# [Data for this exercise]
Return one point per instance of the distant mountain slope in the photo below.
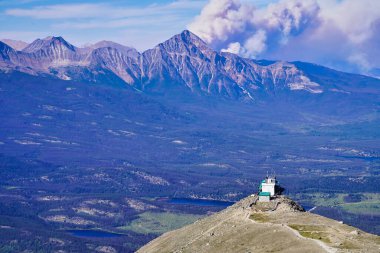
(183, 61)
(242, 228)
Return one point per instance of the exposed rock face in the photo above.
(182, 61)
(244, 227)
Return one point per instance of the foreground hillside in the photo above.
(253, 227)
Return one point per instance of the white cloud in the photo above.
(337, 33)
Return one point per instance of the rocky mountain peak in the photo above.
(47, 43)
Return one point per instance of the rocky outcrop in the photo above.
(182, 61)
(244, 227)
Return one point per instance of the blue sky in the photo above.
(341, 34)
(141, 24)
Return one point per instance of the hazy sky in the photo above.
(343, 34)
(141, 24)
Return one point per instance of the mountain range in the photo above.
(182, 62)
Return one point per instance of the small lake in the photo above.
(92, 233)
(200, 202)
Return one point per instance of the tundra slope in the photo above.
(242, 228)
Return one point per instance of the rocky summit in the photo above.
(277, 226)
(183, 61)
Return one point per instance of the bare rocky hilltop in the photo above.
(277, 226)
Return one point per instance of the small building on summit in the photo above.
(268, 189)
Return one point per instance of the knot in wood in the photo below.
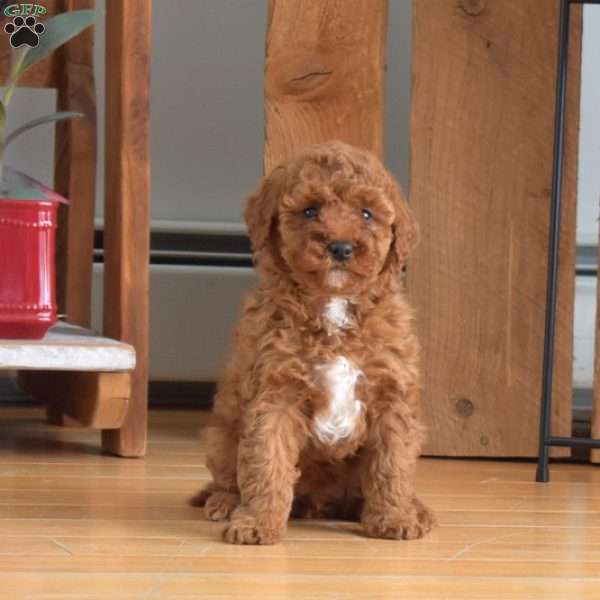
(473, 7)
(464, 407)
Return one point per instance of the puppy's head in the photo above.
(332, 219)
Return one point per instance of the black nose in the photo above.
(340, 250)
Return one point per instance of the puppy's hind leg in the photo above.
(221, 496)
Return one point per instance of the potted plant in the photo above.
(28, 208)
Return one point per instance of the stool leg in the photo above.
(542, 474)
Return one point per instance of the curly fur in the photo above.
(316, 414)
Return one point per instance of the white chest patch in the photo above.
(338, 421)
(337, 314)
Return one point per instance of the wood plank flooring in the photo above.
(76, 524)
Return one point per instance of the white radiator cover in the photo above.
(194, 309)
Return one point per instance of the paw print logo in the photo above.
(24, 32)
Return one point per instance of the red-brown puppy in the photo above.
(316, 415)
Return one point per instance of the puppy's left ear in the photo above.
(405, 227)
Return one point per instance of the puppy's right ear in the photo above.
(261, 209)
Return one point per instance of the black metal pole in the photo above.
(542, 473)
==
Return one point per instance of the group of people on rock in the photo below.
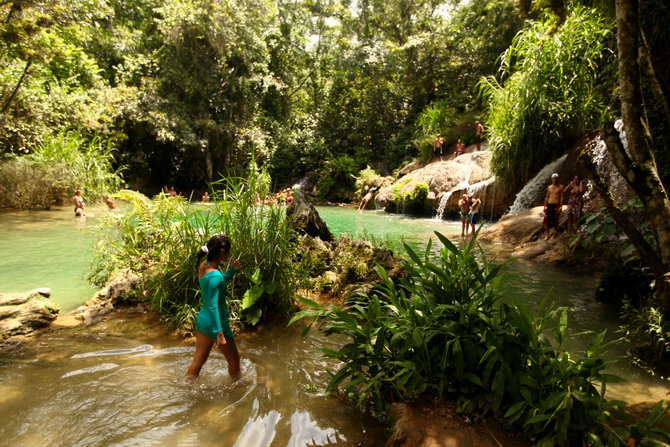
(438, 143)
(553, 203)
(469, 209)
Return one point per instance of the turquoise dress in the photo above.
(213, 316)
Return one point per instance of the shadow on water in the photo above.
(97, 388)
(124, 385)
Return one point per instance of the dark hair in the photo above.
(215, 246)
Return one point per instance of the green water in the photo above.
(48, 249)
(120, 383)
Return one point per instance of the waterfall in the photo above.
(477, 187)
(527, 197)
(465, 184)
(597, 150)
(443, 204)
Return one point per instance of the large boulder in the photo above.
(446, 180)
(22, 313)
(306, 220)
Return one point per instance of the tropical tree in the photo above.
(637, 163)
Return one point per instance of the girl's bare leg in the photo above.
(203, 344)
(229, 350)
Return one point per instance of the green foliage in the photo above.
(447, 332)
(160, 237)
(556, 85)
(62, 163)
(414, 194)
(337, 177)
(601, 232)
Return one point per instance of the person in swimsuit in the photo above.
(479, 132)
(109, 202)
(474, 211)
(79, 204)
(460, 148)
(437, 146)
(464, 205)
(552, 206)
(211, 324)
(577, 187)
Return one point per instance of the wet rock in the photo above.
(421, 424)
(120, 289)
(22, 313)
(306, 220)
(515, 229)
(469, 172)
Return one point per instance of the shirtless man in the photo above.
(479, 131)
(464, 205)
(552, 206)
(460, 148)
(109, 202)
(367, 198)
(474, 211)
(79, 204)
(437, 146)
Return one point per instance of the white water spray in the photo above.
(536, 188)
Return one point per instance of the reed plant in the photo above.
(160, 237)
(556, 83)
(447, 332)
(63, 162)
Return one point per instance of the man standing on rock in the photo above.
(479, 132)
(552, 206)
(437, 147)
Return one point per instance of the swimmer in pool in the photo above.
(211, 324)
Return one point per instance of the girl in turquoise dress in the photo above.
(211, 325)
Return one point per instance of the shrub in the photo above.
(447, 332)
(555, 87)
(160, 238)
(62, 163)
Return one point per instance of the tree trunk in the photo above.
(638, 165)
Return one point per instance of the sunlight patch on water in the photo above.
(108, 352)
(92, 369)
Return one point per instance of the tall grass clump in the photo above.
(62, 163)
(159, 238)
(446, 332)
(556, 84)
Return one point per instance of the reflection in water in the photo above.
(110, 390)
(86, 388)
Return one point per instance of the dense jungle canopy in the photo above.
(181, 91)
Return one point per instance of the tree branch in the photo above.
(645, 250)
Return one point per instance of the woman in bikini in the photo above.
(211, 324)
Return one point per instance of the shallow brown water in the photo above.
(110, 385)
* * *
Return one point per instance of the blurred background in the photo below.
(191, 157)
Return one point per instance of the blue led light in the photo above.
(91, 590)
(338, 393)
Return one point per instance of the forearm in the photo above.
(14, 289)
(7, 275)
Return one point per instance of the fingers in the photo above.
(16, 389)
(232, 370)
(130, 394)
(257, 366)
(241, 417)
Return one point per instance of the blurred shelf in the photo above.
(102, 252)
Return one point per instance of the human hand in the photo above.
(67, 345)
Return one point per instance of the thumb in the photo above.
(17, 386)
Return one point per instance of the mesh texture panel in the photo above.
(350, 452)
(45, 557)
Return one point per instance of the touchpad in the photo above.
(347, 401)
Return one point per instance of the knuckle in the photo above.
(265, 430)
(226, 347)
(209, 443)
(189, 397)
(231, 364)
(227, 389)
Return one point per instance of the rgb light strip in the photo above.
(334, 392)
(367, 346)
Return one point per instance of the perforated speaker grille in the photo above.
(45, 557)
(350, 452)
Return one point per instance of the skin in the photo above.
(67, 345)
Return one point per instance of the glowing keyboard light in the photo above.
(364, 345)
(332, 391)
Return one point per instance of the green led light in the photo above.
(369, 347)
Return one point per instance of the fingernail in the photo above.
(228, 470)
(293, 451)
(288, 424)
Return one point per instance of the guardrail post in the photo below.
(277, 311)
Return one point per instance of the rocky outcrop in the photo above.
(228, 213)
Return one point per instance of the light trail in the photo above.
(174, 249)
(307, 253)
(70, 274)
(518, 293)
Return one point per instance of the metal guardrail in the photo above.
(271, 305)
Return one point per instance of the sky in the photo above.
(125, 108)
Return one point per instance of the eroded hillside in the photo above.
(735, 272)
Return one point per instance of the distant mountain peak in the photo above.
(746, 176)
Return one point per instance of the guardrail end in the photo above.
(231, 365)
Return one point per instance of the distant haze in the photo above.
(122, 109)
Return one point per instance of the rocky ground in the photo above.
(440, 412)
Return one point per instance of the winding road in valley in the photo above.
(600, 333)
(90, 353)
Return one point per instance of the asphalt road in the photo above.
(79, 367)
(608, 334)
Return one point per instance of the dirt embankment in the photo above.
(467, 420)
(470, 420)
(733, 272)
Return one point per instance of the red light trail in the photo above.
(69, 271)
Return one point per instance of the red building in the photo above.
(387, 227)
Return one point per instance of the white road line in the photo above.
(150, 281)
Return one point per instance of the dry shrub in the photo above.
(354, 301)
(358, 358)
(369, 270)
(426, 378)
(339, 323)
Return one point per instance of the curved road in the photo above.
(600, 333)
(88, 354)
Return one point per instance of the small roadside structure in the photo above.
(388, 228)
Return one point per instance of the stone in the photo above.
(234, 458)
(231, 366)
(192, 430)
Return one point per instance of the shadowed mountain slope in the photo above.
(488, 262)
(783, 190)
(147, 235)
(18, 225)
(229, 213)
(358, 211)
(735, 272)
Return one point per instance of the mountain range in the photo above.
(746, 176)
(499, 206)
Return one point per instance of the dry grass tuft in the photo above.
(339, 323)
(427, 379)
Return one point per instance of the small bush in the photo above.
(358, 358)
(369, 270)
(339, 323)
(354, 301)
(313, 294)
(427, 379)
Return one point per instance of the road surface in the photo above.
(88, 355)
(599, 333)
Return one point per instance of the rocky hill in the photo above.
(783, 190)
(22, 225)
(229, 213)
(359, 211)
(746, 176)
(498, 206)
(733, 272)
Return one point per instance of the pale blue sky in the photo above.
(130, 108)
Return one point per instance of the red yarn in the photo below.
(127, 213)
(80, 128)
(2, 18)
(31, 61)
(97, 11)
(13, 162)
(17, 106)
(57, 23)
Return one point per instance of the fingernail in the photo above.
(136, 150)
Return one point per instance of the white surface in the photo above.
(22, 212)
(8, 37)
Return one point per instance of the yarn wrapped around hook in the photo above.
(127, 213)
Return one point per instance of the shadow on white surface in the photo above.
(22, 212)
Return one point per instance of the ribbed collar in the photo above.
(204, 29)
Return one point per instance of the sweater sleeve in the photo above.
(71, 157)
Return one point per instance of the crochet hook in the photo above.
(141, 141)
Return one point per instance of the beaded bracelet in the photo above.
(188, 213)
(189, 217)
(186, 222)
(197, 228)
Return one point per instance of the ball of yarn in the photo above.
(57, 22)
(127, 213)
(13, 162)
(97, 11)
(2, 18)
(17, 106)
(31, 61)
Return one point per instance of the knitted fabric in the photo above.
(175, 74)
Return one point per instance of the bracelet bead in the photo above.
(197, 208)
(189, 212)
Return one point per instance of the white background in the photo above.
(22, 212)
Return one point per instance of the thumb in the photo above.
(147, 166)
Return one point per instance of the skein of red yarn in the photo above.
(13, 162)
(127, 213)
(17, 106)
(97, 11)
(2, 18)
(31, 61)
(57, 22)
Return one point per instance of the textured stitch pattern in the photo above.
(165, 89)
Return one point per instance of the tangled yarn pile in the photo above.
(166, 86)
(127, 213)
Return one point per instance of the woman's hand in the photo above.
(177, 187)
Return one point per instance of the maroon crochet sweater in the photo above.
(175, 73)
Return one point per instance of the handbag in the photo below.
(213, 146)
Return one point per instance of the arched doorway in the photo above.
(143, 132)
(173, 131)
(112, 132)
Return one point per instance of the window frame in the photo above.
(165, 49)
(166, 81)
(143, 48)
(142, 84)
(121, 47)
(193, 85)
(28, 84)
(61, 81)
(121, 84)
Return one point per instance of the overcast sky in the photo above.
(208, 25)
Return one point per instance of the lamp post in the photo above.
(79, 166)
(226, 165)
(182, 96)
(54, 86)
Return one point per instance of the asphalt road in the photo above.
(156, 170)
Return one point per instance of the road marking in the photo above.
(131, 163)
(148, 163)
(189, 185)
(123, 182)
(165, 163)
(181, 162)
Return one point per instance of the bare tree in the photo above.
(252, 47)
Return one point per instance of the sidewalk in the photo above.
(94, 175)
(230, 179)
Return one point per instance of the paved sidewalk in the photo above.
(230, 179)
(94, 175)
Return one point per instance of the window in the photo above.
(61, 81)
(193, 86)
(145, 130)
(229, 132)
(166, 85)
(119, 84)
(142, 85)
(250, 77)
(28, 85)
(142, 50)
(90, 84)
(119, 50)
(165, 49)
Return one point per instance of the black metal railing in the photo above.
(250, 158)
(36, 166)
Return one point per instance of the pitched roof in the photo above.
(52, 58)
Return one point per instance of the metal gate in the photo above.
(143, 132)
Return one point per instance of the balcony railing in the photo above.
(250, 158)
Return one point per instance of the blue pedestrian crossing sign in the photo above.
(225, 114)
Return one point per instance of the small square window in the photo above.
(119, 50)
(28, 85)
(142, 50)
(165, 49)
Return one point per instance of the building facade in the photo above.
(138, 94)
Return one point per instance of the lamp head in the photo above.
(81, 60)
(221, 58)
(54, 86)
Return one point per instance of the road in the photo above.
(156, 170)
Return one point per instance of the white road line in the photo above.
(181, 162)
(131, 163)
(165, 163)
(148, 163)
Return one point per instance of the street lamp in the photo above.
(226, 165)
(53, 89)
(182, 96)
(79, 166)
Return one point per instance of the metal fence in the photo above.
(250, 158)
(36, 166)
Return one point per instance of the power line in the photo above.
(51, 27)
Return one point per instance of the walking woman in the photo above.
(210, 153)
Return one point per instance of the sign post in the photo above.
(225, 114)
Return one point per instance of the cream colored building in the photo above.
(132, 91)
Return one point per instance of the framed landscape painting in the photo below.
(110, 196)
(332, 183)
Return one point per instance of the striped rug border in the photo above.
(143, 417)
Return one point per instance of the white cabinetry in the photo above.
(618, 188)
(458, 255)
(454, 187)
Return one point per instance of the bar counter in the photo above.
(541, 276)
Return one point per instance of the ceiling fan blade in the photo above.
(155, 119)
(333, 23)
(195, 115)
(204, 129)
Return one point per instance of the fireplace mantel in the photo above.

# [The problem]
From the items above, pick out every line that contains the word "window" and copy each of those lines.

# [Response to this task]
Return one point per instance of the window frame in the photo above.
Return one point per instance of the window in the photo above.
Return one point per instance of the small square window in the photo above.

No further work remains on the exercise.